Collect every line of the listing below that contains the word "wall", matching case exactly.
** Start of THE DATA **
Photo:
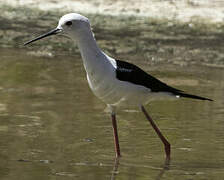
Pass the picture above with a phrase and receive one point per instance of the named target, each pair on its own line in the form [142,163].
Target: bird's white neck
[91,54]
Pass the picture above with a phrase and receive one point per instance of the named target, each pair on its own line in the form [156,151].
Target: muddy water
[52,127]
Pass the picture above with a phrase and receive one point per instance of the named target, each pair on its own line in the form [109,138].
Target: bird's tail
[192,96]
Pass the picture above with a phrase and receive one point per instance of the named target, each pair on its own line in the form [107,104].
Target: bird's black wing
[129,72]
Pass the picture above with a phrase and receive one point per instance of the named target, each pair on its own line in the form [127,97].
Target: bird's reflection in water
[165,168]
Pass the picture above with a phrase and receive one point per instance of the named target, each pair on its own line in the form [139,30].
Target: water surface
[53,127]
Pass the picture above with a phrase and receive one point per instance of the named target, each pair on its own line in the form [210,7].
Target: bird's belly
[118,93]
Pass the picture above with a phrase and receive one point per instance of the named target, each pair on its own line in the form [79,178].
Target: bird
[117,83]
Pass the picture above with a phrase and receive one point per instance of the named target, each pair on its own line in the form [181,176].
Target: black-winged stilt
[115,82]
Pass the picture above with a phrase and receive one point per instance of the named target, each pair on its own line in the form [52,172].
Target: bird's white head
[72,25]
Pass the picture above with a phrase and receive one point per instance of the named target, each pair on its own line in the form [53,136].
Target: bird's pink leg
[163,139]
[116,140]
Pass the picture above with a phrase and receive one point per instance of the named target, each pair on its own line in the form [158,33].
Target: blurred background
[53,127]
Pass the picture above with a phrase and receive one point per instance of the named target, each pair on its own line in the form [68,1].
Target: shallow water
[52,126]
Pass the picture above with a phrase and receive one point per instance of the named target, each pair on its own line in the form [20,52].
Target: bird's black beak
[52,32]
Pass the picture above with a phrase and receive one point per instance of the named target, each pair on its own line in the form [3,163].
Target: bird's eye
[68,23]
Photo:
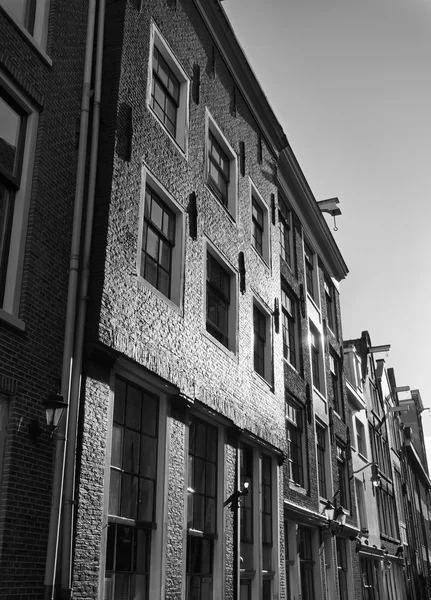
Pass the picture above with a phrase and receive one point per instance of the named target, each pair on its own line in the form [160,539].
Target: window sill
[176,144]
[265,381]
[313,302]
[220,203]
[297,488]
[219,345]
[262,258]
[12,320]
[145,284]
[25,34]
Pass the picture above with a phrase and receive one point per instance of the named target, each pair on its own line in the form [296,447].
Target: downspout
[60,439]
[69,484]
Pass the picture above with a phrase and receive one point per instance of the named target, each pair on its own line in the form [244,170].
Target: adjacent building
[168,279]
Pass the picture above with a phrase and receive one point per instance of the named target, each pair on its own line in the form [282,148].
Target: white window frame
[158,537]
[268,375]
[232,200]
[315,331]
[233,304]
[218,558]
[303,429]
[4,417]
[178,253]
[258,575]
[286,222]
[254,194]
[40,29]
[182,123]
[315,297]
[10,310]
[295,321]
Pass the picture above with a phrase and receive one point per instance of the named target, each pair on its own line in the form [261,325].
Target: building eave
[219,26]
[304,203]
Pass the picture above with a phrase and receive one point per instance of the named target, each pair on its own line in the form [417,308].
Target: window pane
[133,409]
[117,446]
[10,125]
[146,500]
[114,493]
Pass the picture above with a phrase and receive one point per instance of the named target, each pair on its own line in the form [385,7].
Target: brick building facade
[41,64]
[198,339]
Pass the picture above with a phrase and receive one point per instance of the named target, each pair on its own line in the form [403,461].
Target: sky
[350,83]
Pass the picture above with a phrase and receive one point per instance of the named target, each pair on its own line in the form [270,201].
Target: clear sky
[350,82]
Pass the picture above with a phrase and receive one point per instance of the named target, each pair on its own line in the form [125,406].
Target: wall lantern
[234,499]
[335,516]
[54,409]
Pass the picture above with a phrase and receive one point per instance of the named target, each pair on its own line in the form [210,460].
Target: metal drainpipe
[69,485]
[59,465]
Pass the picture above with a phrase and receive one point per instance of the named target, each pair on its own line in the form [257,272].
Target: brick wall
[32,358]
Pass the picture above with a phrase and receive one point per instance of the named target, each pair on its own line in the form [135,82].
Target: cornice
[223,35]
[304,204]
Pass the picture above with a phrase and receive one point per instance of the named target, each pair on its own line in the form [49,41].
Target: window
[309,271]
[220,301]
[256,508]
[286,232]
[201,509]
[161,244]
[262,343]
[295,441]
[316,359]
[132,492]
[388,518]
[331,312]
[342,568]
[259,225]
[168,90]
[32,15]
[4,410]
[18,124]
[290,327]
[360,498]
[321,459]
[370,581]
[336,380]
[306,563]
[221,167]
[342,476]
[360,438]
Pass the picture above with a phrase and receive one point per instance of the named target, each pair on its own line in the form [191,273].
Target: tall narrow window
[316,358]
[360,438]
[342,476]
[321,459]
[267,526]
[260,341]
[132,492]
[290,327]
[158,242]
[165,94]
[337,390]
[12,136]
[218,300]
[331,313]
[246,516]
[342,568]
[219,169]
[201,509]
[309,270]
[257,226]
[294,435]
[306,563]
[286,232]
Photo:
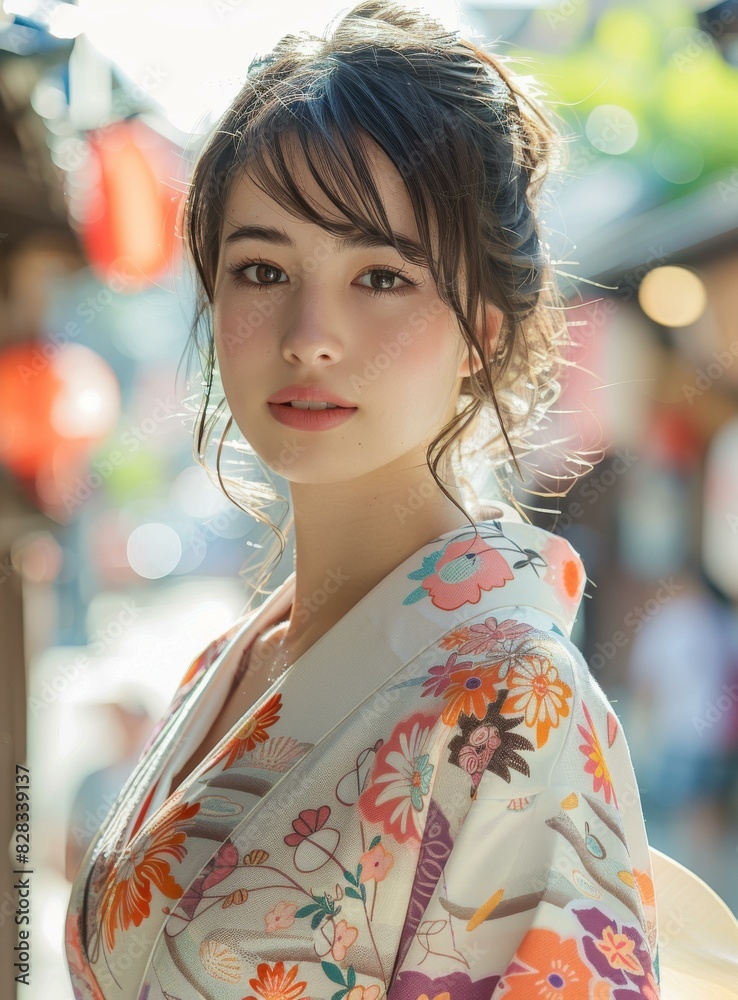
** End of THE DATA **
** EXERCISE ANSWER **
Target: wall lantern
Target: brick wall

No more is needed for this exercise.